• Input for this task:
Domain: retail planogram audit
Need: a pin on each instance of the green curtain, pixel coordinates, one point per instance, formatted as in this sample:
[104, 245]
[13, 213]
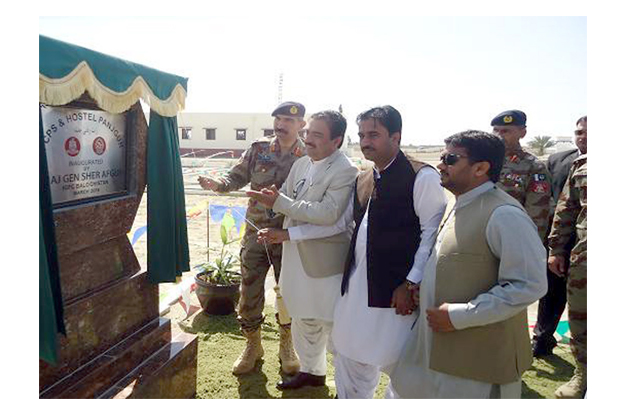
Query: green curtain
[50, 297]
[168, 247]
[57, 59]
...
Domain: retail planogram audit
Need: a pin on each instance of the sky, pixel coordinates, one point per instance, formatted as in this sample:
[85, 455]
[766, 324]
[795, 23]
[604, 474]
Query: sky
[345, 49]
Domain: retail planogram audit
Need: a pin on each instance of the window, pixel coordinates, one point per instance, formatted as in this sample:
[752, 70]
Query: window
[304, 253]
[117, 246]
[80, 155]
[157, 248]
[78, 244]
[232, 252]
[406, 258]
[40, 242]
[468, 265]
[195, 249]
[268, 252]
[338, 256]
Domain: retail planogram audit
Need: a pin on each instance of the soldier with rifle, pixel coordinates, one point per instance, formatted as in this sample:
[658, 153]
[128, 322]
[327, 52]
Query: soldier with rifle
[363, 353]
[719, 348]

• Work item: Look through the material above and pick out each line holding the word "instance".

• Your response:
Need: a pin on each instance of the green curtain, pixel coordinates, one point per instance, formatted as in this sample:
Need: a pin on each instance of the sky, pixel coordinates, one point per instance, formatted as in this sample:
Need: a pin on each instance of the window, pixel coordinates, one point per instance, formatted as in this sample:
Need: a pin on each instance of the soldier with rifle, pixel coordinates, one point per instance, formatted as in this sample:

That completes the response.